*What the task asks:* A faithful copy of every record is needed here. Images must not appear in it.

--- Dataset ---

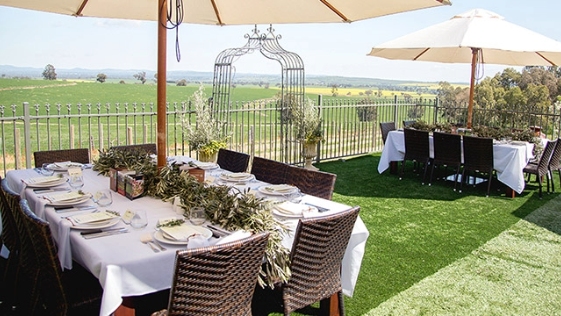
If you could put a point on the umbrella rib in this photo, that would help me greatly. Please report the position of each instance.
(332, 8)
(421, 53)
(82, 6)
(549, 61)
(215, 12)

---

*Expected output:*
If you could put a point on the umbrella rib in this photo, that would help me greatly. Please report the position of each instance.
(332, 8)
(421, 53)
(82, 6)
(549, 61)
(215, 12)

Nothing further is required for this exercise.